Pointing records
----------------------------------------

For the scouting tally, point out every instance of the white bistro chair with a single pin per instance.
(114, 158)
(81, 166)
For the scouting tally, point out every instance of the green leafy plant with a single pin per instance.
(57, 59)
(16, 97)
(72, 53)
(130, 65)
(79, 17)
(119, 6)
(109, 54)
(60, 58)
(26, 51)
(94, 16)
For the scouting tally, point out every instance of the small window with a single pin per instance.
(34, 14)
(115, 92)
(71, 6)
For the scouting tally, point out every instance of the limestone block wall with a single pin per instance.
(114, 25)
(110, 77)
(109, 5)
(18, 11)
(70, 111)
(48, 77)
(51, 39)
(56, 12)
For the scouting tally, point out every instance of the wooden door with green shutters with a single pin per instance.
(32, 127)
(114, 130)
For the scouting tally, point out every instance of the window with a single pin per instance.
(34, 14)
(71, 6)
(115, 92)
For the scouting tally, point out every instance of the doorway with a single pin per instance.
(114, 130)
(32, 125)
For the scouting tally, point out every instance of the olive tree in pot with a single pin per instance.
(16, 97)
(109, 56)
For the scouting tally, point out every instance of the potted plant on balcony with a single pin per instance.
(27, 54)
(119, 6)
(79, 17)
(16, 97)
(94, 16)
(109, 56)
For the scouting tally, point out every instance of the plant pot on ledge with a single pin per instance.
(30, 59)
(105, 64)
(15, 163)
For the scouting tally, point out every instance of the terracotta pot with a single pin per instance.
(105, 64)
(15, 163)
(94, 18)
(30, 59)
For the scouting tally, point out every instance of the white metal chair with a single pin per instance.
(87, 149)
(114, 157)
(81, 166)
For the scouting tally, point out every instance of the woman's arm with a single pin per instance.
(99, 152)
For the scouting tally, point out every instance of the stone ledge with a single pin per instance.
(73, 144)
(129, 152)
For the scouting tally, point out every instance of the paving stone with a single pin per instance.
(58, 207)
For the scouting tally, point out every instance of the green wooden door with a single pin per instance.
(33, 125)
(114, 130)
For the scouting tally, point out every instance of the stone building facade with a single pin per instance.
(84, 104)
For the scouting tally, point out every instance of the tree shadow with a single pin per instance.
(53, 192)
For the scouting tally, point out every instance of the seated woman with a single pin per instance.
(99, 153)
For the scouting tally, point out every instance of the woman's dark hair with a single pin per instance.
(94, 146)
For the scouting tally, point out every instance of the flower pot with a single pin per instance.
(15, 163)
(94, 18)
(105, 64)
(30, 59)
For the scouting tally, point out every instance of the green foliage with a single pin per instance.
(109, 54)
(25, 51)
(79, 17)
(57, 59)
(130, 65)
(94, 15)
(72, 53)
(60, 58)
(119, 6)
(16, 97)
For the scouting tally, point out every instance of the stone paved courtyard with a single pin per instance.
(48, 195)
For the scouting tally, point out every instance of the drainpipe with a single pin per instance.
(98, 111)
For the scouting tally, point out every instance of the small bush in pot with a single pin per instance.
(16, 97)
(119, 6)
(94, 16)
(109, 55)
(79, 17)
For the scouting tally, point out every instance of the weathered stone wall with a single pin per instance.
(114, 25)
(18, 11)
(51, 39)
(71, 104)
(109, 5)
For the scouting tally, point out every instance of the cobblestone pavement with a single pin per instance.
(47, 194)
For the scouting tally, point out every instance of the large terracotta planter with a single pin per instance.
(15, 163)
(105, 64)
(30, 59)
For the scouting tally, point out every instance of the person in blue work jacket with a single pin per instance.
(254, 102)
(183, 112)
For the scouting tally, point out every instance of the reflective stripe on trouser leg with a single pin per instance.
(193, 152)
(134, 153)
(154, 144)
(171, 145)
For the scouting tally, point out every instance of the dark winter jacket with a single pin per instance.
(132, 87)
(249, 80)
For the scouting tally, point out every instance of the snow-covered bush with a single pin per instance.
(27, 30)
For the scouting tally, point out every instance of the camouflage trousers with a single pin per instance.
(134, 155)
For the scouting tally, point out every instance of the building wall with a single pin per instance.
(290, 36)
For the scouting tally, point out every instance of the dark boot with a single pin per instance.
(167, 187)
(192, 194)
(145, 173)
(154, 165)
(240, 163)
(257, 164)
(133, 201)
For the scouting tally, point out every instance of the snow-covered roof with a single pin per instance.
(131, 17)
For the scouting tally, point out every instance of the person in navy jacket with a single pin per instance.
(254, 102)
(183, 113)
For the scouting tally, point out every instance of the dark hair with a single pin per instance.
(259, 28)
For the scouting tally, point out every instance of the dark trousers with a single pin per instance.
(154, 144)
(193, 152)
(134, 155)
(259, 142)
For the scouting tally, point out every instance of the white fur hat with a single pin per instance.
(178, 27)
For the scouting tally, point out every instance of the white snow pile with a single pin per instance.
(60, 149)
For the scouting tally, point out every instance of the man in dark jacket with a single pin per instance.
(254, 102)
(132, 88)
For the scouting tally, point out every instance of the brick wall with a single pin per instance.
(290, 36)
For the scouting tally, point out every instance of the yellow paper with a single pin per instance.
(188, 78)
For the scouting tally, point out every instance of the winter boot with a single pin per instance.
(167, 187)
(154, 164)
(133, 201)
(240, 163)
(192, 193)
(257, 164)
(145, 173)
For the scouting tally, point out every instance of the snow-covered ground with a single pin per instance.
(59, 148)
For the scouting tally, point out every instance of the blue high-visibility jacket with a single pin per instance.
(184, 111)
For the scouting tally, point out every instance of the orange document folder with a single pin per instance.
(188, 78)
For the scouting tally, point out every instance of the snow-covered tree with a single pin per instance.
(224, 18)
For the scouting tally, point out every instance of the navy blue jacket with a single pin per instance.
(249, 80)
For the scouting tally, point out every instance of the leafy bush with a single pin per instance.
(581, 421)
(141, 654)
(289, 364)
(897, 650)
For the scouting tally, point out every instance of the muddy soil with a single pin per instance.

----------------------------------------

Extract the listing in its entirety, matching it exactly.

> Written reply:
For the scouting tally, point out every instance of the white bistro chair with a single pin per instance.
(114, 158)
(81, 166)
For the scouting tally, point out every instance of the green leafy plant with a single pin per instance.
(57, 59)
(16, 97)
(72, 53)
(130, 65)
(79, 17)
(119, 6)
(109, 54)
(60, 58)
(26, 51)
(94, 16)
For the scouting tally, point out every instance of the small window with a single pin per instance.
(34, 14)
(115, 92)
(71, 6)
For the scouting tally, point out every instance of the limestone block wall with a single pin per instance.
(114, 25)
(110, 77)
(109, 5)
(18, 11)
(70, 111)
(48, 77)
(51, 39)
(56, 12)
For the scouting tally, point out every instance of the wooden door with green shutters with a single pin per instance.
(32, 127)
(114, 130)
For the scouting tally, point out every instance of the window with a single pin per instance.
(34, 14)
(71, 6)
(115, 92)
For the scouting tally, point out every instance of the doorway with a single pin per instance.
(114, 130)
(32, 125)
For the scouting tally, point out every instance of the olive tree in pot with a single pin per instance.
(16, 97)
(109, 56)
For the scouting tally, point out every instance of the potted plant on balcony with a single pin per instance.
(27, 54)
(119, 6)
(79, 17)
(16, 97)
(94, 16)
(109, 56)
For the scouting tally, point out every instance of the plant pot on ledge with a single pin per instance.
(30, 59)
(105, 64)
(15, 163)
For the scouting tally, point out every instance of the terracotta pot with a single pin per instance.
(105, 64)
(15, 163)
(94, 18)
(30, 59)
For the scouting tally, point out every instance of the white metal chair with a single pin per instance.
(87, 149)
(114, 157)
(81, 166)
For the scouting tally, point out every instance of the woman's arm with a single pin per instance.
(99, 152)
For the scouting tally, point out every instance of the stone ledge with a single pin per instance.
(73, 144)
(129, 152)
For the scouting tally, point out every instance of the paving stone with a single pin per instance.
(58, 207)
For the scouting tally, point out every instance of the green wooden door with a single pin per instance.
(33, 125)
(114, 130)
For the scouting tally, point out every instance of the stone building facade with a single pin per instance.
(84, 104)
For the scouting tally, point out every instance of the tree shadow with a single pin per instance.
(53, 192)
For the scouting tally, point out every instance of the seated woman with a single pin per instance.
(99, 153)
For the scouting tally, point out every instance of the woman's dark hair with a single pin per instance.
(94, 146)
For the scouting tally, point out every instance of the flower pot with a single pin per instance.
(15, 163)
(94, 18)
(105, 64)
(30, 59)
For the scouting tally, point out every instance of the green foliage with a single pin per instance.
(109, 54)
(25, 51)
(79, 17)
(57, 59)
(130, 65)
(94, 15)
(72, 53)
(60, 58)
(119, 6)
(16, 97)
For the scouting tally, point out every instance of the stone paved courtyard with a single pin per instance.
(48, 195)
For the scouting tally, point out every instance of the drainpipe with a single pin per instance.
(98, 111)
For the scouting tally, point out every instance of the small bush in pot with a single pin per instance.
(16, 97)
(119, 6)
(94, 16)
(109, 55)
(79, 17)
For the scouting tally, point out every instance of the weathered stone wall with a single pin per instance.
(114, 25)
(18, 11)
(51, 39)
(71, 104)
(109, 5)
For the scouting tally, point out every instance of the cobblestone pavement with a single pin per instance.
(47, 194)
For the scouting tally, point out every instance of the large terracotta planter with a single pin per instance.
(15, 163)
(105, 64)
(30, 59)
For the scouting tally, point out every instance of the person in blue work jacket with a single pin per instance.
(254, 102)
(183, 112)
For the scouting tally, point out every instance of the reflective stripe on trouser leg with a single pin per instance.
(193, 152)
(134, 153)
(154, 144)
(171, 145)
For the scouting tally, point out every instance of the dark winter jacket with a single pin per instance.
(132, 87)
(249, 80)
For the scouting tally, point out every instance of the snow-covered bush with a single pin per instance.
(27, 30)
For the scouting tally, point out every instance of the camouflage trousers with a single pin per instance.
(134, 155)
For the scouting tally, point out every instance of the building wall with a single pin per instance.
(290, 36)
For the scouting tally, point out every instance of the dark boot with a single pin per instance.
(167, 187)
(192, 194)
(145, 173)
(154, 165)
(240, 163)
(257, 164)
(133, 201)
For the scouting tally, point out every instance of the snow-covered roof with a single pin per instance.
(131, 17)
For the scouting tally, point out every instance of the person in navy jacket with a single pin per instance.
(254, 102)
(183, 113)
For the scouting tally, point out every instance of the dark hair with a single pin per instance.
(259, 28)
For the scouting tally, point out every instance of the dark trousers with a single pin per instance.
(154, 144)
(193, 152)
(134, 155)
(259, 142)
For the scouting tally, point out every instance of the white fur hat with a single pin per instance.
(178, 27)
For the scouting tally, point out every instance of the white snow pile with a single pin per instance.
(60, 149)
For the scouting tally, point out every instance of the man in dark jacket with a single pin per instance.
(254, 102)
(132, 88)
For the scouting tally, point out every instance of the brick wall with a single pin per instance.
(290, 36)
For the scouting tally, point out every instance of the yellow paper with a single pin per instance.
(188, 78)
For the scouting tally, point out every instance of the winter boot with a single pin per instance.
(167, 187)
(154, 164)
(133, 201)
(240, 163)
(192, 193)
(257, 164)
(145, 173)
For the scouting tally, point out every instance of the snow-covered ground with a single pin per instance.
(59, 148)
For the scouting tally, point out every instance of the blue high-visibility jacket with a single pin per instance.
(184, 111)
For the scouting tally, point out every instance of the orange document folder with a single pin per instance.
(188, 78)
For the scouting tally, point out every instance of the snow-covered tree with a single pin per instance.
(224, 18)
For the scouting tally, point out every instance of the navy blue jacket with a single pin per instance.
(249, 80)
For the scouting tally, point out every instance of the leafy bush with a single pin per instance.
(581, 421)
(141, 654)
(289, 364)
(897, 650)
For the scouting tally, point out every instance of the muddy soil with a single pin per instance.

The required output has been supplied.